------ MATERIAL PROVIDED ------

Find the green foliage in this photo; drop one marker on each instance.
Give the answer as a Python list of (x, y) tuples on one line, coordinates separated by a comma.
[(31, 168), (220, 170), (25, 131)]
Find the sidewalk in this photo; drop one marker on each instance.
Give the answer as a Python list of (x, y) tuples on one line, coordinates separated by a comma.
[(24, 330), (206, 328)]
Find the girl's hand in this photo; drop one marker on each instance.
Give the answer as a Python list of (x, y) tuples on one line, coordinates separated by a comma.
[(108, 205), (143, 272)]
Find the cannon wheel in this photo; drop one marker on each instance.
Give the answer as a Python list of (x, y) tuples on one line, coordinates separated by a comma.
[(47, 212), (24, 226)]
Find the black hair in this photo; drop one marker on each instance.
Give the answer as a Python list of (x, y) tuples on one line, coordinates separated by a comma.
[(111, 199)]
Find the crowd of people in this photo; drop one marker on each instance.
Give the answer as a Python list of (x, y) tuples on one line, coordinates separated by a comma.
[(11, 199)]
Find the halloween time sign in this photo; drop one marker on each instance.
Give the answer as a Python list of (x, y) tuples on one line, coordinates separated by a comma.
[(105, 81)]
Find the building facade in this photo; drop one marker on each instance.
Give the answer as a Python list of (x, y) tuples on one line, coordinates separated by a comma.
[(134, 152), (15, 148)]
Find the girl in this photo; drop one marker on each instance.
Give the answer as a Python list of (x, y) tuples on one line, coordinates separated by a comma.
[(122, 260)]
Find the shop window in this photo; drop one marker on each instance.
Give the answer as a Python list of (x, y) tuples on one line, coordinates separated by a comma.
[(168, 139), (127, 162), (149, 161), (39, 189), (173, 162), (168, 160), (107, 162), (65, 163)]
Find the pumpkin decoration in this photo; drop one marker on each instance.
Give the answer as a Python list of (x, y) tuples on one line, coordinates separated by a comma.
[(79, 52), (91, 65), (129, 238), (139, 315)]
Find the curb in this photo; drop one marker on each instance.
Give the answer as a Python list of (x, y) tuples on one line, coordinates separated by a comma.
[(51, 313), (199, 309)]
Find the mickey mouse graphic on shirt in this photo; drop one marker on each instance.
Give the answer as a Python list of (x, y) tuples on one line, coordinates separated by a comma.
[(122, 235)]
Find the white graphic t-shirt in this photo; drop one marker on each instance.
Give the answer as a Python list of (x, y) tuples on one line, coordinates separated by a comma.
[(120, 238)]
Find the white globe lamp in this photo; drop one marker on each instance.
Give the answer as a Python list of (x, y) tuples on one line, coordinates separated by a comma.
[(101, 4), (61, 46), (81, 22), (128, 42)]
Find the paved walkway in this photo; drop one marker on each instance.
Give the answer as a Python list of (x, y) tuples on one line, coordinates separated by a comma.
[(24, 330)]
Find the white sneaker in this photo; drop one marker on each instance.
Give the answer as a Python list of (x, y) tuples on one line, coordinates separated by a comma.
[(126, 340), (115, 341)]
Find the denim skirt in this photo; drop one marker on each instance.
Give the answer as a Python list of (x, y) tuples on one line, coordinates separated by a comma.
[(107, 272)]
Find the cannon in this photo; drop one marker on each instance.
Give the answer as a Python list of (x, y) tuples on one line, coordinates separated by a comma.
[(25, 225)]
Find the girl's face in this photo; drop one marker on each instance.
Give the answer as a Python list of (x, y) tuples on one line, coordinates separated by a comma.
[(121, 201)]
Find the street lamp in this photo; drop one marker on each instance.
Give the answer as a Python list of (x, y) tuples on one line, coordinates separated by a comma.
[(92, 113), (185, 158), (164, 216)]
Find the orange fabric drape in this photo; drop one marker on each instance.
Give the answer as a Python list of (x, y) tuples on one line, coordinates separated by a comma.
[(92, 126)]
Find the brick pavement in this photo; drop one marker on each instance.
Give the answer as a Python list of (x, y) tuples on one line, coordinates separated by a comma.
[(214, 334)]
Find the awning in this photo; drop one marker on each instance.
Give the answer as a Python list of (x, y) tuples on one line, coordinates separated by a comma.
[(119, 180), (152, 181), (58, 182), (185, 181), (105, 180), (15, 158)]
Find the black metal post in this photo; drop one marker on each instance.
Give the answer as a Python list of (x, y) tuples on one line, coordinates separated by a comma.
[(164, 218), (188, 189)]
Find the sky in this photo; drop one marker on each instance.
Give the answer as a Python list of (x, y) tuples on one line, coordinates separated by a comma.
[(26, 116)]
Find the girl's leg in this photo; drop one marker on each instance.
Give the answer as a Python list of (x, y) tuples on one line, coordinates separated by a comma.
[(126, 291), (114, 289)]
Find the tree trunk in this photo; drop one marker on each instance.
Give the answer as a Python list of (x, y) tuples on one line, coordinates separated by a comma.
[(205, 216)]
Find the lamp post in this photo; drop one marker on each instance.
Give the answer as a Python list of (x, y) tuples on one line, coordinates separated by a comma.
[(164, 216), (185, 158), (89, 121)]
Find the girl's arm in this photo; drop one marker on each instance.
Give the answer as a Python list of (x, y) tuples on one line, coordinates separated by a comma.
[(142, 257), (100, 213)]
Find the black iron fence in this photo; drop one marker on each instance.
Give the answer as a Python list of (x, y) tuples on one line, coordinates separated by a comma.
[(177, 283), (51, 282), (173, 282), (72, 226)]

------

* **TASK**: Please give an exact copy of the lines above, beginning with the line containing "Find the awning" and running through the line containing "Find the lamp", and of no other lines.

* **SOLVED PROBLEM**:
Find the awning in this photo; drop one marker on each instance.
Give the answer as a Python list of (x, y) tuples on one line, coordinates separated by a comma.
[(119, 180), (152, 181), (58, 182), (185, 181), (105, 180), (15, 158)]
Find the black metal post in this photo; drop one marker on each instance.
Give the answer as a Python list of (x, y) tuples on one line, coordinates separated by a comma.
[(164, 218), (188, 189)]
Find the sky in this photo; drop one marker on each instance.
Give the answer as a Python list of (x, y) tuples on one line, coordinates separated by a comma.
[(26, 116)]
Find the girl's leg in this photo; drop one marker on each instance.
Give the answer as a Python list of (x, y) tuples on one line, coordinates separated by a comma.
[(126, 291), (114, 289)]
Find the tree trunk in this photo; drop one marker on each instance.
Give the answer as a Python list of (x, y) tuples on one line, coordinates separated by a comma.
[(205, 216)]
Find the lamp post in this photo; drop one marker on each instance.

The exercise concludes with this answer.